**Tasks**:
A: Condense the paragraph of the passage on quantum cryptography and uncertainty below that begins "Robertson proved in 1929" into a short bulleted list that keeps its main facts.
B: Extend the passage on quantum cryptography and uncertainty below, picking up after its final sentence about the operator properties of the observables A and B.

**Text shown**:
━━━

Quantum cryptography leans very heavily if it is possible to measure two different attributes of a quanta. For most quantum cryptography the quantum is a single photon and the different attributes:

- horizontal or vertical polarization

- the two diagonal polarization.

It is important that you can only measure either the top two (horizonal/vertical) or the bottom two (two diagonals) but never both.

## Proof is already from 1929 (Score:5, Interesting)

Robertson proved in 1929 already the general form of the uncertainty relation. It has nothing to do with Fourier transforms, wavefunctions and disturbance by measurements, but only with the operator character of (some) quantum mechanical observables. I got the proof from this textbook by Stephen Gasiorowicz, unfortunately they skipped this important result from the latest edition (that circulates on internet in the usual places). More information can be found in https://en.wikipedia.org/wiki/Uncertainty_principle#Robertson.E2.80.93Schr.C3.B6dinger_uncertainty_relations [wikipedia.org]

From Quantum Physics by Stephen Gasiorowicz, ISBN 0 471 29281-8

It is important to note that the uncertainty relation

(Delta A)^2 (Delta B)^2 >= \langle i[A,B] \rangle^2 / 2

was derived without any use of the wave concepts or the reciprocity between

a wave form and its fourier transform. The results depends entirely on the

operator properties of the observables A and B.

━━━

**Excerpted data**:

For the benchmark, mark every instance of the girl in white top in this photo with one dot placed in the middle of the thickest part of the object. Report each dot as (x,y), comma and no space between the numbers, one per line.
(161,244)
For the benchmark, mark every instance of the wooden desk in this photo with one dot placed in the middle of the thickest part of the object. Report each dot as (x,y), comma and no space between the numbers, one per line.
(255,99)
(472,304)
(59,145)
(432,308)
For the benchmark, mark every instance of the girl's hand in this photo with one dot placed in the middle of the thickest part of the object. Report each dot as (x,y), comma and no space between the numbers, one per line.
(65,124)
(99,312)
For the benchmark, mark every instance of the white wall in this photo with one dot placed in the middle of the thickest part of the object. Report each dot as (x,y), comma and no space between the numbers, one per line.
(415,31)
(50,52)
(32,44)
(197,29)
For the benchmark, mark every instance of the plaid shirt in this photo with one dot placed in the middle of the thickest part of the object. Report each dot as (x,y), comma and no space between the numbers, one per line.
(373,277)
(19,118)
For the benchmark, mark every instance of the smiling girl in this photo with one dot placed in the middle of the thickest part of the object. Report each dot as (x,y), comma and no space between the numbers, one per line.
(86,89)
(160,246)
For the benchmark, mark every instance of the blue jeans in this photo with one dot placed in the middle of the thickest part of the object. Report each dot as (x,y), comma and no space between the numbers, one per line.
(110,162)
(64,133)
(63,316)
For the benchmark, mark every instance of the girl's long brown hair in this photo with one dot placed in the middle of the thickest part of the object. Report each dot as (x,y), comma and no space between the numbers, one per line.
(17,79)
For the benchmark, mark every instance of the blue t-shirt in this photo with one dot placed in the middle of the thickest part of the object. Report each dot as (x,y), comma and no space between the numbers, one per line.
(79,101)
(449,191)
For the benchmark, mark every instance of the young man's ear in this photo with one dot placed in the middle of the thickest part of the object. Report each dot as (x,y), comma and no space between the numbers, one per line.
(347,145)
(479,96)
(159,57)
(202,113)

━━━

**Results**:
A:
- Robertson proved the general form of the uncertainty relation in 1929.
- The proof does not involve Fourier transforms, wavefunctions or disturbance by measurements. It depends only on the operator character of some quantum mechanical observables.
- The proof comes from a textbook by Stephen Gasiorowicz. The latest edition, which circulates on the internet, leaves this result out.
- More information is on the Wikipedia page about the Robertson–Schrödinger uncertainty relations.

B:
## Re: (Score:3)

I find it interesting that there is generally such discomfort with Heisenberg's Uncertainty. I'll grant that its application to quantum cryptography is practical, but for the most part I think this discomfort is rooted in people not liking that something isn't just unknown, but unknowable.

Doesn't bother me a bit - once you accept that idea that quantum mechanics actually does describe reality.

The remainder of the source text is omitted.